Copy out the entries below in full and exactly.

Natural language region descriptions
--
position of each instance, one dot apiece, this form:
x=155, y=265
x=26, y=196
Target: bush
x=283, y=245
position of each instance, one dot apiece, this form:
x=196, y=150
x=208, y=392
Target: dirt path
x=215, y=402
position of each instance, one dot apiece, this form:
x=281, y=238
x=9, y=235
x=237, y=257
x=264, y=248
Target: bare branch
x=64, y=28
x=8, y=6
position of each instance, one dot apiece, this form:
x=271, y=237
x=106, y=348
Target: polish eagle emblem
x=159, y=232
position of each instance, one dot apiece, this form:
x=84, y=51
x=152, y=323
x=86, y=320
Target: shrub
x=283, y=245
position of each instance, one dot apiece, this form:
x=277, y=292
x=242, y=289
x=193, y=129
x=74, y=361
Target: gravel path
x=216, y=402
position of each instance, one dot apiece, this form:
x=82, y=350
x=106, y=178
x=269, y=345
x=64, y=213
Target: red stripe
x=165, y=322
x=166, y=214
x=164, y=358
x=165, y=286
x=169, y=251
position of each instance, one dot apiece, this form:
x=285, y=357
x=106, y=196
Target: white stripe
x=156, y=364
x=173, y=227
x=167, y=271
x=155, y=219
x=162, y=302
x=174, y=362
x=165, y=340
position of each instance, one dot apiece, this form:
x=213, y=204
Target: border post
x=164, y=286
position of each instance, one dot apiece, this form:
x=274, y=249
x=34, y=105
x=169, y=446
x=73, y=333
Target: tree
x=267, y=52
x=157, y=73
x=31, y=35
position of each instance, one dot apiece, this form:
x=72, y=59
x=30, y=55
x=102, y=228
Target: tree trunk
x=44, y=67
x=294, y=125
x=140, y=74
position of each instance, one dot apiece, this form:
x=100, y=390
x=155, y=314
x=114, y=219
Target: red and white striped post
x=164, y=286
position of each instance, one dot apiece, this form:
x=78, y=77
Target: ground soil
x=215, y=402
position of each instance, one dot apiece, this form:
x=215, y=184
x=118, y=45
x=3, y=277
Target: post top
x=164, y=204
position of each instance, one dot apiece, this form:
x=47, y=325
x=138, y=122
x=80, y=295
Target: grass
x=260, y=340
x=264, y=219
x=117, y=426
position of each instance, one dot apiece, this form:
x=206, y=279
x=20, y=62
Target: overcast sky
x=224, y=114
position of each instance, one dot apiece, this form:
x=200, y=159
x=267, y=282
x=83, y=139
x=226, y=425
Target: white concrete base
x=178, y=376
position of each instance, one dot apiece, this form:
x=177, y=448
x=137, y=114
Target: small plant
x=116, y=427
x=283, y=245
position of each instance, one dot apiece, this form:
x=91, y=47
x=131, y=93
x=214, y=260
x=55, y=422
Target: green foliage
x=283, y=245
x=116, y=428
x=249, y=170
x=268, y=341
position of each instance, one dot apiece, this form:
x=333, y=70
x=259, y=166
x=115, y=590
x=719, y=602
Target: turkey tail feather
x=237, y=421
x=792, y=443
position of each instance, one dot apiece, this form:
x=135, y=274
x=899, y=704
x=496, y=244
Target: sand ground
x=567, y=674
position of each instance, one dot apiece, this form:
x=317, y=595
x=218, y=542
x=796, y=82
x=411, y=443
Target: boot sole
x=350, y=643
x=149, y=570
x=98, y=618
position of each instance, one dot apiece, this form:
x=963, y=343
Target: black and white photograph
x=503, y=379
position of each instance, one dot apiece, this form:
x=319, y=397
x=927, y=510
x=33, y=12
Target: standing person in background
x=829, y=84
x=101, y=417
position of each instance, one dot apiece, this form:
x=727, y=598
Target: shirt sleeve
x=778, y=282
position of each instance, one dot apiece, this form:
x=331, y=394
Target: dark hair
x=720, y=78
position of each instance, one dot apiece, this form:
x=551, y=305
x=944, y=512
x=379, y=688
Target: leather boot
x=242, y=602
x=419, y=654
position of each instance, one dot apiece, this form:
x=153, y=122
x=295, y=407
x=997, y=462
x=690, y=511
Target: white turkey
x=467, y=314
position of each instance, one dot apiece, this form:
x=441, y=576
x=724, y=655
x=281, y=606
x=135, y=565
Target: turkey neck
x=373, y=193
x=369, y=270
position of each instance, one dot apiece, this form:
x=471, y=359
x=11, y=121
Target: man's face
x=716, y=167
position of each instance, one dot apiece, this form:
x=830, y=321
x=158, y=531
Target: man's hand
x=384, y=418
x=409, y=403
--
(Answer to the exercise):
position of each instance, one dot apiece, this form:
x=155, y=265
x=26, y=196
Target: bush
x=283, y=245
position of each instance, one dot apiece, this form:
x=196, y=150
x=208, y=392
Target: dirt path
x=215, y=402
position of each instance, one dot apiece, this form:
x=281, y=238
x=9, y=235
x=237, y=257
x=264, y=248
Target: bare branch
x=64, y=28
x=8, y=6
position of each instance, one dot apiece, this form:
x=271, y=237
x=106, y=348
Target: polish eagle emblem
x=159, y=232
position of each instance, one dot apiece, this form:
x=84, y=51
x=152, y=323
x=86, y=320
Target: shrub
x=283, y=245
position of each instance, one dot apiece, this form:
x=277, y=292
x=242, y=289
x=193, y=129
x=74, y=361
Target: gravel path
x=216, y=402
position of each instance, one dot apiece, this form:
x=82, y=350
x=106, y=178
x=269, y=345
x=64, y=213
Target: red stripe
x=165, y=322
x=166, y=214
x=164, y=358
x=165, y=286
x=169, y=251
position of each instance, one dot apiece, this form:
x=285, y=357
x=106, y=196
Target: white stripe
x=156, y=364
x=173, y=227
x=167, y=271
x=155, y=219
x=162, y=302
x=174, y=362
x=165, y=340
position of each instance, one dot apiece, this form:
x=213, y=204
Target: border post
x=164, y=286
position of each instance, one dot apiece, this form:
x=274, y=249
x=34, y=105
x=169, y=446
x=73, y=333
Target: tree
x=267, y=52
x=157, y=73
x=31, y=35
position of each instance, one dot apiece, this form:
x=72, y=59
x=30, y=55
x=102, y=228
Target: tree trunk
x=44, y=67
x=294, y=125
x=140, y=74
position of each instance, one dot apiece, this form:
x=100, y=390
x=155, y=314
x=114, y=219
Target: red and white striped post
x=164, y=286
position of each instance, one dot apiece, this form:
x=78, y=77
Target: ground soil
x=215, y=402
position of each instance, one dot apiece, this form:
x=215, y=184
x=118, y=45
x=3, y=277
Target: post top
x=164, y=204
position of each instance, one dot apiece, this form:
x=47, y=325
x=138, y=122
x=80, y=295
Target: grass
x=260, y=340
x=264, y=219
x=117, y=426
position of each instance, one dot apiece, this form:
x=206, y=279
x=20, y=62
Target: overcast sky
x=224, y=114
position of each instance, one dot apiece, this form:
x=200, y=159
x=267, y=282
x=83, y=139
x=226, y=425
Target: white concrete base
x=178, y=376
position of each instance, one dot apiece, this form:
x=177, y=448
x=137, y=114
Target: small plant
x=116, y=427
x=283, y=245
position of each instance, one dot apiece, this form:
x=91, y=47
x=131, y=93
x=214, y=260
x=55, y=422
Target: green foliage
x=283, y=245
x=116, y=428
x=249, y=170
x=268, y=341
position of each instance, one dot apiece, this form:
x=333, y=70
x=259, y=166
x=115, y=590
x=719, y=602
Target: turkey tail feather
x=237, y=421
x=792, y=443
position of each instance, one dot apiece, this form:
x=135, y=274
x=899, y=704
x=496, y=244
Target: sand ground
x=567, y=674
position of each instance, one dot apiece, this form:
x=317, y=595
x=218, y=542
x=796, y=82
x=411, y=443
Target: boot sole
x=350, y=643
x=149, y=570
x=98, y=618
position of each instance, one dot apiece, this form:
x=963, y=343
Target: black and white photograph
x=503, y=379
position of each instance, one dot apiece, this form:
x=319, y=397
x=927, y=510
x=33, y=12
Target: standing person in background
x=829, y=84
x=101, y=417
position of each instance, one dot apiece, this form:
x=727, y=598
Target: shirt sleeve
x=778, y=282
position of each instance, one dot apiece, this form:
x=331, y=394
Target: dark hair
x=720, y=78
position of each instance, one dot apiece, this form:
x=551, y=305
x=944, y=512
x=379, y=688
Target: leather boot
x=242, y=602
x=419, y=654
position of each instance, one dot apiece, this form:
x=153, y=122
x=295, y=407
x=997, y=462
x=690, y=511
Target: white turkey
x=467, y=314
position of each instance, one dot apiece, this form:
x=441, y=576
x=724, y=655
x=281, y=606
x=135, y=565
Target: turkey neck
x=373, y=193
x=369, y=270
position of each instance, one dot apiece, this form:
x=471, y=359
x=11, y=121
Target: man's face
x=716, y=167
position of each instance, one dot apiece, this form:
x=830, y=321
x=158, y=531
Target: man's hand
x=384, y=418
x=409, y=403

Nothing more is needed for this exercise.